◆ DIRECTIONS FOR THIS TASK ◆
Reproduce the listing below word for word, leaving out the pictures.

** begin RECORDS SHOWN **

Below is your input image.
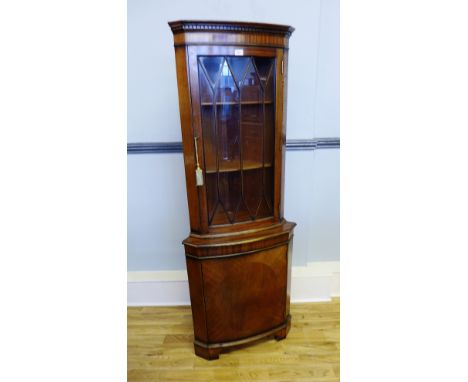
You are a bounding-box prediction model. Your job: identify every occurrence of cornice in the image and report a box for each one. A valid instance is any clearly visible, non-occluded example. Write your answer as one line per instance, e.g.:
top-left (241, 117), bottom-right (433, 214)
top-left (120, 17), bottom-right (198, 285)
top-left (168, 20), bottom-right (294, 37)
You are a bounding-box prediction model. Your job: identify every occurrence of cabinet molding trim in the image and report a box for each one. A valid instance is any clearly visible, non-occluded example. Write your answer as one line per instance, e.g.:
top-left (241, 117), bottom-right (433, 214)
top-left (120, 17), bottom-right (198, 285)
top-left (127, 138), bottom-right (340, 154)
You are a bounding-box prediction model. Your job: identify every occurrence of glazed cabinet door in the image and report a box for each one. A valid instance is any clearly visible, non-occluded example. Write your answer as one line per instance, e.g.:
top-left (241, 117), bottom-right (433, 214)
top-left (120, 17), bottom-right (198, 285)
top-left (189, 47), bottom-right (277, 230)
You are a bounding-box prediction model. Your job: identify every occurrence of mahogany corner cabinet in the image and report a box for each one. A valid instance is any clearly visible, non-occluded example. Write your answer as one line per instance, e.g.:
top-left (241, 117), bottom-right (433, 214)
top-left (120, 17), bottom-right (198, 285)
top-left (169, 21), bottom-right (295, 359)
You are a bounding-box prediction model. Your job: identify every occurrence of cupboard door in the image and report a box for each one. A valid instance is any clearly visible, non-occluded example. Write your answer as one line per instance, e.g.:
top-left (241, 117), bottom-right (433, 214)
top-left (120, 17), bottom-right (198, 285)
top-left (197, 55), bottom-right (275, 226)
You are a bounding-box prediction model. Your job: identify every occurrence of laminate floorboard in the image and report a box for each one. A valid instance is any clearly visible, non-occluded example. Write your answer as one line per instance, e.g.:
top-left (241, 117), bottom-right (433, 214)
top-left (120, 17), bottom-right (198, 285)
top-left (127, 299), bottom-right (340, 382)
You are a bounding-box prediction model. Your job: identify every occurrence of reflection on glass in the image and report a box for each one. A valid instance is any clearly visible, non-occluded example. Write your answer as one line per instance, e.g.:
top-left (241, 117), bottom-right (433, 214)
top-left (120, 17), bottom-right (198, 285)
top-left (198, 56), bottom-right (275, 225)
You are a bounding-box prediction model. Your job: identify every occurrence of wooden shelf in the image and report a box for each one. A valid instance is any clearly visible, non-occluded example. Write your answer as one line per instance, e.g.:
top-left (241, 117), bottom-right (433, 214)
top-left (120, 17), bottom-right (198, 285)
top-left (201, 101), bottom-right (273, 106)
top-left (205, 161), bottom-right (271, 174)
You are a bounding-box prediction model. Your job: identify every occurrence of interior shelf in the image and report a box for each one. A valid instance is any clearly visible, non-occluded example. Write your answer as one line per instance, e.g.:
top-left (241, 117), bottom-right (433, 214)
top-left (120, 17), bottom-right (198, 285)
top-left (201, 101), bottom-right (273, 106)
top-left (205, 161), bottom-right (271, 174)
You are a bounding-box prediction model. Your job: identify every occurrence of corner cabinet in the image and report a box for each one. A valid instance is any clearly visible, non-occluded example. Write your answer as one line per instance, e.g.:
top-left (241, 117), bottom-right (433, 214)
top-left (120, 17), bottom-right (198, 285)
top-left (169, 21), bottom-right (295, 359)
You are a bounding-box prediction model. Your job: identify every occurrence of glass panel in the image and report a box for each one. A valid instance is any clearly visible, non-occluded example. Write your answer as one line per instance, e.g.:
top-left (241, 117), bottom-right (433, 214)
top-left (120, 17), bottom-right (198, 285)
top-left (241, 60), bottom-right (264, 218)
top-left (200, 56), bottom-right (224, 84)
top-left (199, 56), bottom-right (275, 225)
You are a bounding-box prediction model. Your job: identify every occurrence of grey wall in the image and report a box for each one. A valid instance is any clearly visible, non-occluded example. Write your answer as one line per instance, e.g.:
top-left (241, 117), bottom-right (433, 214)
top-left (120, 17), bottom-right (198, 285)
top-left (128, 0), bottom-right (339, 271)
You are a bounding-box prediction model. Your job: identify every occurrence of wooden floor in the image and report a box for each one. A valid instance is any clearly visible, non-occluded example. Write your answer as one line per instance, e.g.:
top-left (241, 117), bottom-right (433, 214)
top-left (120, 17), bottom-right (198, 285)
top-left (127, 299), bottom-right (340, 382)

** end RECORDS SHOWN **

◆ ANSWER FOR THIS EXERCISE ◆
Below is your input image.
You are a bounding-box prediction model. Your job: identify every occurrence of cornice in the image and report a box for each one. A valid instance is any clearly visible, non-occluded example. Write your answer as one line per instance, e.g.:
top-left (241, 117), bottom-right (433, 214)
top-left (120, 17), bottom-right (198, 285)
top-left (168, 20), bottom-right (294, 37)
You are a bounding-box prediction model. Your job: identify every occurrence of cabinet molding trim in the image and report a box for each one. A valid instance is any clearly visible, non-occluded example. Write your answer as one line per instance, e.g.:
top-left (241, 117), bottom-right (433, 214)
top-left (120, 17), bottom-right (198, 285)
top-left (127, 138), bottom-right (340, 154)
You are a bounding-box prediction model. Your job: identify every occurrence of glazed cabinet door in the image and report a box for each one. A valid instance is any clearly visible, non-occluded example. Write your answer as one line per instance, e.g.:
top-left (241, 117), bottom-right (433, 214)
top-left (120, 17), bottom-right (198, 285)
top-left (189, 47), bottom-right (277, 230)
You are a bounding-box prediction model. Your job: identify every occurrence of mahogany corner cabinet in the image and report a box for each one. A valid instance is any clearly visible, non-occluded example. Write your answer as one line per instance, e.g.:
top-left (241, 117), bottom-right (433, 214)
top-left (120, 17), bottom-right (198, 285)
top-left (169, 21), bottom-right (295, 359)
You are a bounding-box prediction model. Your job: identify every occurrence of cupboard door in the image and report a box for each one. A valid instance is any clearly visible, non-occluded example. Write your answer as one line per instance, e.g.:
top-left (241, 117), bottom-right (433, 214)
top-left (120, 17), bottom-right (198, 285)
top-left (197, 55), bottom-right (275, 226)
You are a bounding-box prediction model. Your job: identify every occurrence of laminate floorboard in the image and report a box for each one. A valid instance is any clearly visible, non-occluded example. Write your answer as one line per instance, e.g.:
top-left (241, 117), bottom-right (433, 214)
top-left (120, 17), bottom-right (198, 285)
top-left (127, 299), bottom-right (340, 382)
You are a bounding-box prediction model. Your job: identify every occurrence of reflection on glass in the image and report a box for each one. A valid instance is any clearly visible, non-occluded example. Write your answer as one line per instance, e.g.:
top-left (241, 117), bottom-right (433, 214)
top-left (120, 17), bottom-right (198, 285)
top-left (198, 56), bottom-right (275, 225)
You are a bounding-box prediction model. Your job: identify every occurrence of wooden shelf in the image and report a box for each one. A valid instance is any clearly visible, non-occluded example. Write your answer as one line per instance, e.g.:
top-left (241, 117), bottom-right (433, 214)
top-left (120, 17), bottom-right (198, 285)
top-left (201, 101), bottom-right (273, 106)
top-left (205, 161), bottom-right (271, 174)
You are a bounding-box prediction model. Your job: identify every occurrence of interior shelf in the image and report a box for each one. A valid instance is any clearly visible, non-occluded example. Write your answer as one line per instance, e.g.:
top-left (241, 117), bottom-right (433, 214)
top-left (120, 17), bottom-right (198, 285)
top-left (201, 101), bottom-right (273, 106)
top-left (205, 161), bottom-right (271, 174)
You are a bounding-box prediction model. Your job: identify every occurrence of corner cabinet in the image and report a box for each one. A valid instance is any clearly visible, non-occluded example. Write your answer as one line per instance, e.g.:
top-left (241, 117), bottom-right (433, 214)
top-left (120, 17), bottom-right (198, 285)
top-left (169, 21), bottom-right (295, 359)
You are a bounding-box prediction model. Your job: identify every occurrence of glass panel in the image and report a box for each one. A valid instance is any clearly visible, non-occluded example. Write your answer as one line per instance, e.g.:
top-left (241, 117), bottom-right (433, 214)
top-left (120, 17), bottom-right (198, 285)
top-left (241, 60), bottom-right (264, 218)
top-left (200, 56), bottom-right (224, 84)
top-left (199, 56), bottom-right (275, 225)
You are a bounding-box prediction model. Your job: identify every occurrence of grey wall in the image and report a box for each one. A valid instance is any clearly visible, non-occluded example. Write your answer as one line per instance, e.g.:
top-left (241, 117), bottom-right (433, 214)
top-left (120, 17), bottom-right (198, 285)
top-left (128, 0), bottom-right (339, 271)
You are a bounding-box prediction model. Your job: identify every occurrence of wooden floor in the image and report a box for each one. A valid instance is any clearly visible, non-occluded example. Write your answer as one line per instance, e.g.:
top-left (241, 117), bottom-right (433, 214)
top-left (120, 17), bottom-right (198, 285)
top-left (127, 299), bottom-right (340, 382)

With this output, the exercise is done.